_Task objective_
Each entry has to be copied exactly, with nothing missed.

[Items from a data source]
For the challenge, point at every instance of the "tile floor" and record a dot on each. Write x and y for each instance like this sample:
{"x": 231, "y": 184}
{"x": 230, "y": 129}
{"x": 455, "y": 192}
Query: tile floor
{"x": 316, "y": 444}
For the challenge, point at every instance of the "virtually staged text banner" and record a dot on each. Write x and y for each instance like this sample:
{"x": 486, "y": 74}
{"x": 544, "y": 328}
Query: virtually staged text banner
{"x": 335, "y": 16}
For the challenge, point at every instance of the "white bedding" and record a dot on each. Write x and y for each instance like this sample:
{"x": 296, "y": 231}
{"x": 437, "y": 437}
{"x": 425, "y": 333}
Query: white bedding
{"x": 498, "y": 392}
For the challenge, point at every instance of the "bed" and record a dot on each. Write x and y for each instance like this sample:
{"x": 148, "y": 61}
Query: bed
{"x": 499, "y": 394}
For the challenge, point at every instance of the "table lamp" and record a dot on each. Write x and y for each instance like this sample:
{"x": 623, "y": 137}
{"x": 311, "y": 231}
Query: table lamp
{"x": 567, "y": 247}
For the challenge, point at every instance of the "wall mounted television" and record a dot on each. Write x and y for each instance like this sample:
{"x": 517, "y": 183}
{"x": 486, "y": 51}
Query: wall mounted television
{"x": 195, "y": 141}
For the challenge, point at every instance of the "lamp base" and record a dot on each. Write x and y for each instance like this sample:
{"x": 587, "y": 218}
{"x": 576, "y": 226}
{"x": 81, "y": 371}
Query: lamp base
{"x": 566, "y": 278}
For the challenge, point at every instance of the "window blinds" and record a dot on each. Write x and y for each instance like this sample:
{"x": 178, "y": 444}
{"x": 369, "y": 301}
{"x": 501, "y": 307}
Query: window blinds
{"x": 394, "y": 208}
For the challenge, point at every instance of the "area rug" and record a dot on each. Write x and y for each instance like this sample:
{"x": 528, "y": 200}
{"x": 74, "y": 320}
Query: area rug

_Output below_
For the challenge, point at every instance of the "tile floor" and record a dot on each. Write x and y for each instance like this sample:
{"x": 231, "y": 184}
{"x": 230, "y": 129}
{"x": 455, "y": 192}
Query: tile floor
{"x": 316, "y": 444}
For the challenge, point at every instance of the "virtually staged text banner" and record a dot on each. Write x and y for each instance like this sample:
{"x": 486, "y": 74}
{"x": 544, "y": 328}
Query: virtually staged text banner
{"x": 335, "y": 16}
For the challenge, point at every instance of the "white bedding" and record a dot on each. Write x and y for each instance like this sample:
{"x": 296, "y": 231}
{"x": 437, "y": 437}
{"x": 425, "y": 333}
Query: white bedding
{"x": 498, "y": 392}
For the challenge, point at every instance of the "bed" and record a dot on each. Write x and y for each instance like this sample:
{"x": 148, "y": 61}
Query: bed
{"x": 499, "y": 394}
For the challenge, point at every instance of the "table lamp" and record a dot on each. Write x and y for each instance like this sample:
{"x": 623, "y": 137}
{"x": 311, "y": 231}
Query: table lamp
{"x": 567, "y": 247}
For the challenge, point at every instance of the "wall mounted television" and record a dot on each. Write x and y for each instance like this sample:
{"x": 517, "y": 183}
{"x": 486, "y": 51}
Query: wall mounted television
{"x": 195, "y": 141}
For the challenge, point at every instance of the "lamp base" and record a dot on each. Write x and y for each instance like this sample:
{"x": 587, "y": 218}
{"x": 576, "y": 226}
{"x": 81, "y": 371}
Query: lamp base
{"x": 566, "y": 278}
For the challenge, point at every instance of the "window blinds" and record a dot on each. Write x and y for each instance like this sample:
{"x": 178, "y": 444}
{"x": 369, "y": 301}
{"x": 501, "y": 307}
Query: window blinds
{"x": 394, "y": 208}
For the challenge, point at every instance of the "area rug" and record a dot on each. Write x and y for each instance like this sample:
{"x": 528, "y": 200}
{"x": 74, "y": 320}
Query: area rug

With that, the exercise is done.